## Task directions
Return each line of the rows below that contains the word "small". Case counts.

## Excerpted data
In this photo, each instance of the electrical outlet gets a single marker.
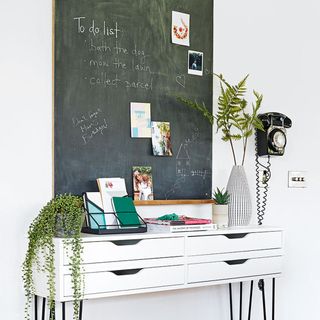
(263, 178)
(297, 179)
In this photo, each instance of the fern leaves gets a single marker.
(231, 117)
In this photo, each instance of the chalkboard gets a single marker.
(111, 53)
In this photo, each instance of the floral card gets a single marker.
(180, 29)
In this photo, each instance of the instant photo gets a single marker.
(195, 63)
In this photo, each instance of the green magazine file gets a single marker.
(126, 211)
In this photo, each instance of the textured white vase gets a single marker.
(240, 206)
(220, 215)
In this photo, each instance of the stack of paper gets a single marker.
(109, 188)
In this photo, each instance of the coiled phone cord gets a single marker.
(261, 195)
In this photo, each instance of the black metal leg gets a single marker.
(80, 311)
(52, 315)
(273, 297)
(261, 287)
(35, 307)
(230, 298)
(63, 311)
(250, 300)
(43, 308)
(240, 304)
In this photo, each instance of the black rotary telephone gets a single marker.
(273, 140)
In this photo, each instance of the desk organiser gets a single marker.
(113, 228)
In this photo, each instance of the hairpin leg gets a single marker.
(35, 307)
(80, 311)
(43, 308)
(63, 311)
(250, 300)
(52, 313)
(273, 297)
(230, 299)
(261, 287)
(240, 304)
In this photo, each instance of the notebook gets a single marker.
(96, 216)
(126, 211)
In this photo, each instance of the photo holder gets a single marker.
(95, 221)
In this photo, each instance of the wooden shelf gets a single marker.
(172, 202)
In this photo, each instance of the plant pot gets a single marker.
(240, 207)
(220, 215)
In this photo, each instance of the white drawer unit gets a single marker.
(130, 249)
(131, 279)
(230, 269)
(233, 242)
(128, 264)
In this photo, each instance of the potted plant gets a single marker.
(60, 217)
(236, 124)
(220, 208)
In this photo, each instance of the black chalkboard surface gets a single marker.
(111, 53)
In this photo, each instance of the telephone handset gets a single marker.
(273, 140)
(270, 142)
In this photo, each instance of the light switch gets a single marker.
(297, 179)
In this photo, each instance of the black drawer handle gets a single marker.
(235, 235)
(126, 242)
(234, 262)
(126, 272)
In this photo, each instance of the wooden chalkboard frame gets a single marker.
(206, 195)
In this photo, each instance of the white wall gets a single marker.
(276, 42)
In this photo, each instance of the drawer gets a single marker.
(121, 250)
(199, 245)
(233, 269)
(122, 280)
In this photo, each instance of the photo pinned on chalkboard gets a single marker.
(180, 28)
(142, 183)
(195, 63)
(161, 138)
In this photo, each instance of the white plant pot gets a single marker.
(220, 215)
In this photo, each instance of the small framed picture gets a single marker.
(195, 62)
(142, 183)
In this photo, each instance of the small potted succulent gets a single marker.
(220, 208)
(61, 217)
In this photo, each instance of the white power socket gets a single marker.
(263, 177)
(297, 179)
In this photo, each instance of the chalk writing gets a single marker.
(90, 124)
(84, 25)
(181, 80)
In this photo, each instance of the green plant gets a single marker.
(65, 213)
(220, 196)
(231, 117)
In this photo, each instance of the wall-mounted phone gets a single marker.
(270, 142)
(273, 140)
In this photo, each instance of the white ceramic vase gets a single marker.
--
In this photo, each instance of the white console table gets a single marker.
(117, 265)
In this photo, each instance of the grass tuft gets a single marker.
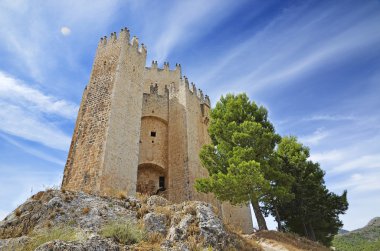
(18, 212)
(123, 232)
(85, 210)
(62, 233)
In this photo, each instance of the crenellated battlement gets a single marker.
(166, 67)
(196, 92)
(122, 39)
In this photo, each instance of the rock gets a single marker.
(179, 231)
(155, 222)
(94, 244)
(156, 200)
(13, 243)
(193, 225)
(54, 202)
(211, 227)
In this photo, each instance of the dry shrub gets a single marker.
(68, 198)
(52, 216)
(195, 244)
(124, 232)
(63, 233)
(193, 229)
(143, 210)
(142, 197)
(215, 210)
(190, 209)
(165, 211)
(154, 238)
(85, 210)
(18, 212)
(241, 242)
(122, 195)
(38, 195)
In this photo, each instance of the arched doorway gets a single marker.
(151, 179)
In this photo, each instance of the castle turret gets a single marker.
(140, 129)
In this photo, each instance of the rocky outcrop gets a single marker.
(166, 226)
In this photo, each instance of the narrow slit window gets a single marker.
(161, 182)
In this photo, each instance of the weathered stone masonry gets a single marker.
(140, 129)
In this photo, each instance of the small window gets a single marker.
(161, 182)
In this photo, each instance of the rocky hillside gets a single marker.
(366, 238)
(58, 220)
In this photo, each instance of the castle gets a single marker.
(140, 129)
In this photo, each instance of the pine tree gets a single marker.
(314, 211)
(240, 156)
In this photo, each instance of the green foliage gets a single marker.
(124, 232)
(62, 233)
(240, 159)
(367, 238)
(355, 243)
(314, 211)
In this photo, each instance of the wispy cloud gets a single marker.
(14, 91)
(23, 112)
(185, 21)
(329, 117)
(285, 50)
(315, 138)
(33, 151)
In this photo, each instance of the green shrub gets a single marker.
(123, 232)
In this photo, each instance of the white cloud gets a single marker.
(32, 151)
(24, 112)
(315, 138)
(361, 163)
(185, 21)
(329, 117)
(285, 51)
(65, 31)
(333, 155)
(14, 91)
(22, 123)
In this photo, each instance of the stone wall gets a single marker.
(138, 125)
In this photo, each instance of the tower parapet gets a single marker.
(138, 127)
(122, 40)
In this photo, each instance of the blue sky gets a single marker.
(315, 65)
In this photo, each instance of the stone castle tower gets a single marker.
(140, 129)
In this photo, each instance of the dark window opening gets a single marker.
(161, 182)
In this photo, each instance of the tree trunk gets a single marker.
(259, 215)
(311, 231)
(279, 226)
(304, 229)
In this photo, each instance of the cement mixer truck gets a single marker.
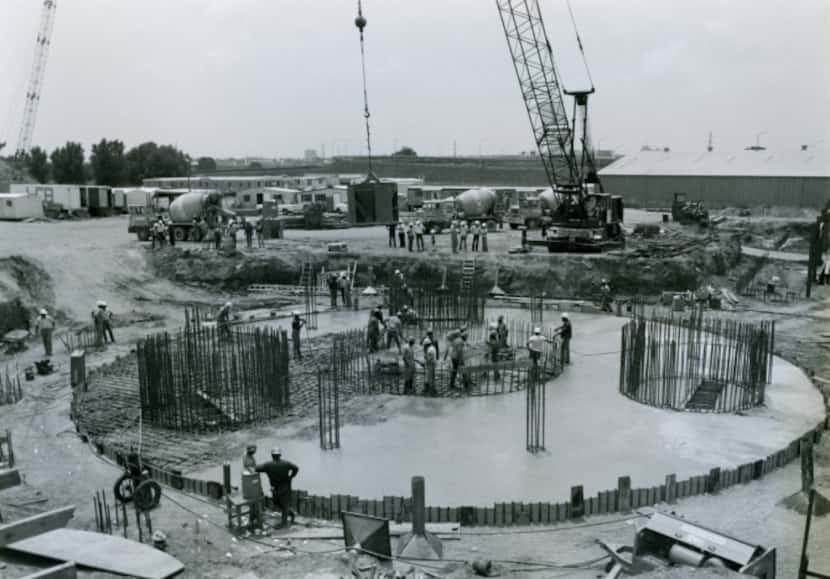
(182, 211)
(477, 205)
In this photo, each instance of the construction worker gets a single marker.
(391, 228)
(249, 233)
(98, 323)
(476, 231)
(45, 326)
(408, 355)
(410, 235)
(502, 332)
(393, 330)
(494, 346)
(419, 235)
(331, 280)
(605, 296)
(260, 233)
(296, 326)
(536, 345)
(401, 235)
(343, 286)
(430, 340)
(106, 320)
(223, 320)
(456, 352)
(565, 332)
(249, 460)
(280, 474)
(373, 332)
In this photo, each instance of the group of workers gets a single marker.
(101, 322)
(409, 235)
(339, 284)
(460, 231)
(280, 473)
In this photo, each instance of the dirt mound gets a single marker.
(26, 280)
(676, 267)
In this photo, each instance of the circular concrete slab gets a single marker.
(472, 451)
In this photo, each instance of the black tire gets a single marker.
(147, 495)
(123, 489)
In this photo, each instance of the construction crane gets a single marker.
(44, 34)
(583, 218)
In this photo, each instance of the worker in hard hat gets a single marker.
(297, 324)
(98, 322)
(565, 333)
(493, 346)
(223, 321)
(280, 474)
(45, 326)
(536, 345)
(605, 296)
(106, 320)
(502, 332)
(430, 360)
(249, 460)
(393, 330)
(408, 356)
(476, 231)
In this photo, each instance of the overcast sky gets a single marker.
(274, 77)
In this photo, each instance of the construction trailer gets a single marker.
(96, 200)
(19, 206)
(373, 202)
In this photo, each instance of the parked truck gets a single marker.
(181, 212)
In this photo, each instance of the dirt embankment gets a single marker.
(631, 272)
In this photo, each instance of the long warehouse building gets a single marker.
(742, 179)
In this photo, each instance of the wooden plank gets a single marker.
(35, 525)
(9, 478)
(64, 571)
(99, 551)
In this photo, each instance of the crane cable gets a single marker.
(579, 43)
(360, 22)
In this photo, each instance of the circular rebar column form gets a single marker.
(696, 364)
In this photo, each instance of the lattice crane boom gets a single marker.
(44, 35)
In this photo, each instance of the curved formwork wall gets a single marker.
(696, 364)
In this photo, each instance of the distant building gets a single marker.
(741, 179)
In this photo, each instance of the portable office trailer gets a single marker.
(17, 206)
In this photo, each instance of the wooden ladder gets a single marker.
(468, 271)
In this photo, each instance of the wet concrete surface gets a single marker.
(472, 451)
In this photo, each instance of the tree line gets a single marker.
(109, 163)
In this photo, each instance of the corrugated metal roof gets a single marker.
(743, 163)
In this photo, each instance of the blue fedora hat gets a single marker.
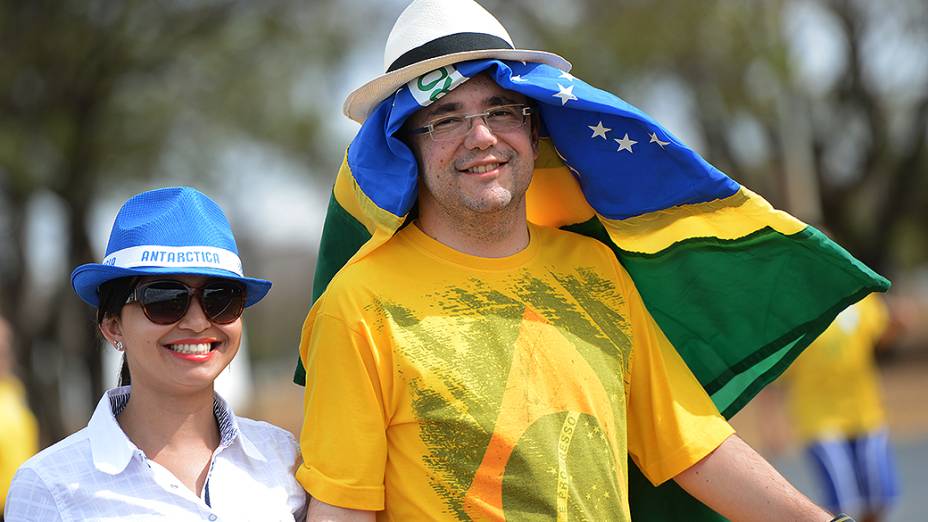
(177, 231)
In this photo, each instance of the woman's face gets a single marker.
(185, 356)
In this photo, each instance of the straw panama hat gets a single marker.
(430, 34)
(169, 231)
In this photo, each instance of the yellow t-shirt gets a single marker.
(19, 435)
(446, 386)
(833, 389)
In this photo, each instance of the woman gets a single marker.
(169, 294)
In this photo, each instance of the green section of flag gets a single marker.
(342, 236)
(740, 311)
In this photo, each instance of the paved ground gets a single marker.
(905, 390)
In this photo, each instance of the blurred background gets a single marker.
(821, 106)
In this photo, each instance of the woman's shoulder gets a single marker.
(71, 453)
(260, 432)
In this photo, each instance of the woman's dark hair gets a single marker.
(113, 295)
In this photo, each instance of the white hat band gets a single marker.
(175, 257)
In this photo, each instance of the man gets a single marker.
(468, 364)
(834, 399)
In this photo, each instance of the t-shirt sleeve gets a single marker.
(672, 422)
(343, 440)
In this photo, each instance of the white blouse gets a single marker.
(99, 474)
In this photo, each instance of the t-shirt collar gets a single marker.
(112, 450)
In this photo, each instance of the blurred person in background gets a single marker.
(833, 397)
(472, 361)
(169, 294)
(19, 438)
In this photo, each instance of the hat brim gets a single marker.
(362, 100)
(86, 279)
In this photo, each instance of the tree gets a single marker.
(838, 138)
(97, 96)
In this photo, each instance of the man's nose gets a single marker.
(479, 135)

## Exercise solution
In this photo, each instance of the small framed picture gets a single marker.
In this photo, each instance of the small potted succulent gets a single marker.
In this photo, each instance of the small window gets a single marker.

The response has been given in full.